| Selected excerpt |
• • • • • • •

President Donald Trump announced his intention last week to nominate two Penn alumni to open administration posts.

A White House press release detailed four new potential appointees to Trump's administration. Rohit Chopra, who received a Wharton MBA in 2009, was nominated to fill the open Democratic seat on the Federal Trade Commission and Kenneth Braithwaite, a 1995 Fels Institute of Government graduate, was nominated to serve as the American ambassador to Norway. 

If appointed, Braithwaite and Chopra will join a number of Penn alumni already serving in Trump's administration, including Ambassador to Russia Jon Huntsman Jr., a 1987 College graduate, Deputy Attorney General Rod Rosenstein, a 1986 Wharton graduate and Securities and Exchange Commission head Jay Clayton, who received his bachelor's degree in Engineering from the School of Engineering and Applied Science in 1988 and his J.D. from Penn Law School in 1993. 

Chopra earned his undergraduate degree in government from Harvard University and serves as a senior fellow for the Consumer Federation of America, where he addresses consumer protection issues. 

Braithwaite studied as an undergraduate at the United States Naval Academy and worked as a naval aviator. 

According to Bloomberg, Braithwaite retired from the U.S. Navy in 2011, and has served as the executive director of the Delaware Valley Healthcare Council, the vice president of advocacy and government relations for Saint Thomas Health and the executive and state director for former U.S. Sen. Arlen Specter from Pennsylvania (who was a Republican during Braithwaite's tenure, but joined the Democratic party in 2009). 

He currently serves as senior vice president and executive officer of East Coast and Pennsylvania offices at Vizient, Inc., a health care improvement organization.

According to CNN, Trump has nominated and confirmed far fewer candidates than both of his predecessors, Barack Obama and George W. Bush, at this point in his term. As of Oct. 23, Trump has made 412 nominations, of which only 172 have been confirmed.

• • • • • • •

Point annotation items
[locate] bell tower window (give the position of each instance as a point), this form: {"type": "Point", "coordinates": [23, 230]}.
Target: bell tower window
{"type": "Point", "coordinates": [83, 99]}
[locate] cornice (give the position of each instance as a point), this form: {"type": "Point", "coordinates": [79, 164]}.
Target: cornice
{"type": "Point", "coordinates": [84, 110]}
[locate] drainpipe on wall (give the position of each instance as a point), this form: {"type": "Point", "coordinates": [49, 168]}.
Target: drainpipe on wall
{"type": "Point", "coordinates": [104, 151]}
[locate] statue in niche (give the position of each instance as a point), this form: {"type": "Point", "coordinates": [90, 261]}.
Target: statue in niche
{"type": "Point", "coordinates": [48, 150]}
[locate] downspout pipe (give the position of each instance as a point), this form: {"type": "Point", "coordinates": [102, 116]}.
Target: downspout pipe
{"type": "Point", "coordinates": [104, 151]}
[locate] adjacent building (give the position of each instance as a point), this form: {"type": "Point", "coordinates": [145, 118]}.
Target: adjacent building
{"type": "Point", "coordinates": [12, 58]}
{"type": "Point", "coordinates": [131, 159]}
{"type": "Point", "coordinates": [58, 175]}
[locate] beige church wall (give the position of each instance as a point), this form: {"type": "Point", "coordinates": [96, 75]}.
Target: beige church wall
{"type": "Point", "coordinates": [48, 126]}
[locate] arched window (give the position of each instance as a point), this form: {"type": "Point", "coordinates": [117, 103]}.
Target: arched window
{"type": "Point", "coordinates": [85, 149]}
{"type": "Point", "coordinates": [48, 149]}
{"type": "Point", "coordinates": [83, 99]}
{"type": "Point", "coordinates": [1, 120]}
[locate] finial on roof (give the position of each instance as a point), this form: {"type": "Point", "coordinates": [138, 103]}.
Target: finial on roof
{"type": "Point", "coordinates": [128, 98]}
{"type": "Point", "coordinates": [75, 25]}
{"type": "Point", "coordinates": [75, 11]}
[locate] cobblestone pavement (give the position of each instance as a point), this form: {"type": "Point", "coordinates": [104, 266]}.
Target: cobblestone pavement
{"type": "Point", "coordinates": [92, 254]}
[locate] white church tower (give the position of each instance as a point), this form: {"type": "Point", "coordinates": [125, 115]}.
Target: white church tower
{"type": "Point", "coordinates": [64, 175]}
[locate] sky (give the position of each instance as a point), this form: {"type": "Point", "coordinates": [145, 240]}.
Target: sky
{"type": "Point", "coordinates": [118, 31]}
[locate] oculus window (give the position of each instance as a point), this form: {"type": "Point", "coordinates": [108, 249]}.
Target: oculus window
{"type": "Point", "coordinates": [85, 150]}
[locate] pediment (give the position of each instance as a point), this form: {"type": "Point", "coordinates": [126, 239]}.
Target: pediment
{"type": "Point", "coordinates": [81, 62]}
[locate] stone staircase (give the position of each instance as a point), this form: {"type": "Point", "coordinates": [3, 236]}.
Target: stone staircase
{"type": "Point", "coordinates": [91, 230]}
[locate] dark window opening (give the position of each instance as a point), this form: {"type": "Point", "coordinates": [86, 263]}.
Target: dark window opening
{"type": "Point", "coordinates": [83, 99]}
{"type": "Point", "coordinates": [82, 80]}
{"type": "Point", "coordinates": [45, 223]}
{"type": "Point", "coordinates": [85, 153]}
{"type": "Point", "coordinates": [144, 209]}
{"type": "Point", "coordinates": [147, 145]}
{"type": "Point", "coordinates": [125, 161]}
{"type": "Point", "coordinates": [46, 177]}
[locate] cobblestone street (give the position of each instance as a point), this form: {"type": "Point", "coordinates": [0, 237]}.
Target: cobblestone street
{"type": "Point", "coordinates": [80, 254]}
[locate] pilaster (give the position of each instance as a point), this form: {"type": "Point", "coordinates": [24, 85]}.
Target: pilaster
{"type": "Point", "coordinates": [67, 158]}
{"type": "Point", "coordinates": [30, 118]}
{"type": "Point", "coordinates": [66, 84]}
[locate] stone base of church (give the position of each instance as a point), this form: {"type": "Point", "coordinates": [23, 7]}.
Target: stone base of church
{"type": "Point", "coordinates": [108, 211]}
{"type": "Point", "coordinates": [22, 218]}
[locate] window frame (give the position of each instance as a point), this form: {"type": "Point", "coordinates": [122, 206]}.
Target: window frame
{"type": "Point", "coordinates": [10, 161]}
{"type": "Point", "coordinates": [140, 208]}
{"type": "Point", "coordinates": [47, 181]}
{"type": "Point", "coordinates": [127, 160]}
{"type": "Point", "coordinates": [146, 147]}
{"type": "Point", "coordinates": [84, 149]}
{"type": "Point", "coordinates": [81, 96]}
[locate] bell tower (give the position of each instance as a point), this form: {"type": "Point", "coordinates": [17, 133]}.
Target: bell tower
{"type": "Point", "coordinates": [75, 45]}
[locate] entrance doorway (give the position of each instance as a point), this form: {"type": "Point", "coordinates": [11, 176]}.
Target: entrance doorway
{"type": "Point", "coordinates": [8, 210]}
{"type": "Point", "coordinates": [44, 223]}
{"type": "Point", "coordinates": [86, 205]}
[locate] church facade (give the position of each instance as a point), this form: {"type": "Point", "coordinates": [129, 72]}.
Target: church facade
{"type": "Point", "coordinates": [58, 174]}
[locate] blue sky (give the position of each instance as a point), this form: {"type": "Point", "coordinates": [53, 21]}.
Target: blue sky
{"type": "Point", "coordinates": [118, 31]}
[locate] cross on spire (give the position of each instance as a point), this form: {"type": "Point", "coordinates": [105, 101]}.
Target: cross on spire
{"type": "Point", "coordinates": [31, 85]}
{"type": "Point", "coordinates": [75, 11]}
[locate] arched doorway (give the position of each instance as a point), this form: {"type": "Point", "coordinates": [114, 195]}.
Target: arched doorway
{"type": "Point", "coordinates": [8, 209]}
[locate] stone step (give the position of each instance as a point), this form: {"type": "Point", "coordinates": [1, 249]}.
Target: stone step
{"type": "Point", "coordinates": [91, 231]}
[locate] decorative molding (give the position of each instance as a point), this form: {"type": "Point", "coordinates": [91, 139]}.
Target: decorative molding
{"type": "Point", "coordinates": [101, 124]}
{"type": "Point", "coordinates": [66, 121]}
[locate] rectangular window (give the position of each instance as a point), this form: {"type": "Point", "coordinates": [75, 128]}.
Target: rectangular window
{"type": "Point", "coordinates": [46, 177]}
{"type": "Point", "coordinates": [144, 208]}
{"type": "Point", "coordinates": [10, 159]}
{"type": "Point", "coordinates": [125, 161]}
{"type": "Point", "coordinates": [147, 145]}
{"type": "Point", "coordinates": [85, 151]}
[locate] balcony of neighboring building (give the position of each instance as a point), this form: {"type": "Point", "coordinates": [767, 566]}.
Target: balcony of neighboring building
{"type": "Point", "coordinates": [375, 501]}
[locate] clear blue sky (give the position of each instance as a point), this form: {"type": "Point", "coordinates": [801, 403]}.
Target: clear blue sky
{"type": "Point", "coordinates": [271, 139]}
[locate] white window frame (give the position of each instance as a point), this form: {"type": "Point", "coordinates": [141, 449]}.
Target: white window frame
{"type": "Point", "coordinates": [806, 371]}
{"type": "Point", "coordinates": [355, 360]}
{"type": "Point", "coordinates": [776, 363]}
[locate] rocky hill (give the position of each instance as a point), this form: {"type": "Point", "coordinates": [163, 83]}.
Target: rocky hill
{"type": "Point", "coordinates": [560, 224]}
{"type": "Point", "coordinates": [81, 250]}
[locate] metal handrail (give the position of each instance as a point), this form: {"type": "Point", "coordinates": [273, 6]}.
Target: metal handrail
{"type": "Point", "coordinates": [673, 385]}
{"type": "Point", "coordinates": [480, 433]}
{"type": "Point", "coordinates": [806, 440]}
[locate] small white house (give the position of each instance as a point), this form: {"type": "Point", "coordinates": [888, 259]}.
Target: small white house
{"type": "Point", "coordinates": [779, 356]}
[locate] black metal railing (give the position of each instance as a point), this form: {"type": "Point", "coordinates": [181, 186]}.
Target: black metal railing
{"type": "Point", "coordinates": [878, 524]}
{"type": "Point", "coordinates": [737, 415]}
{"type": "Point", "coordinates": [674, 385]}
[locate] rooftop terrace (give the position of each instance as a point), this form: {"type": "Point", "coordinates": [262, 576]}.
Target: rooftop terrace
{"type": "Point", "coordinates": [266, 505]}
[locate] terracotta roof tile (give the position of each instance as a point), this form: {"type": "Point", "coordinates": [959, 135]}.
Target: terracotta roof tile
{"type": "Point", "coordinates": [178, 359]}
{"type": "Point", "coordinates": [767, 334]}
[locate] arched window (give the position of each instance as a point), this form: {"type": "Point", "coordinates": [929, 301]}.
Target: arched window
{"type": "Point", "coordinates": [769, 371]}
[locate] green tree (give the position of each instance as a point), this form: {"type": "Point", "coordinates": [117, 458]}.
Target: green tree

• • • • • • •

| Your instructions |
Summarize the news excerpt about Trump's Penn alumni nominees in two sentences. The items were taken from a separate source.

| Solution to this problem |
President Donald Trump announced his intention to nominate two Penn alumni: Rohit Chopra, a 2009 Wharton MBA, to the open Democratic seat on the Federal Trade Commission, and Kenneth Braithwaite, a 1995 Fels Institute of Government graduate, as ambassador to Norway. If appointed, they will join several Penn alumni already serving in the administration, while CNN reports that, as of Oct. 23, Trump had made 412 nominations, of which only 172 had been confirmed.